* Work instructions
Rewrite the lines below as a JSON list of strings, one string per line, leaving out any blank lines.
--- begin Record list ---
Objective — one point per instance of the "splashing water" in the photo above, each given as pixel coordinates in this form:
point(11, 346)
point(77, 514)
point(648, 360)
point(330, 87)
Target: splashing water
--- end Record list ---
* Finished answer
[
  "Objective — one point per instance of the \"splashing water\" in the photo above, each given as pixel coordinates in this form:",
  "point(11, 346)",
  "point(77, 514)",
  "point(648, 360)",
  "point(330, 87)",
  "Target: splashing water"
]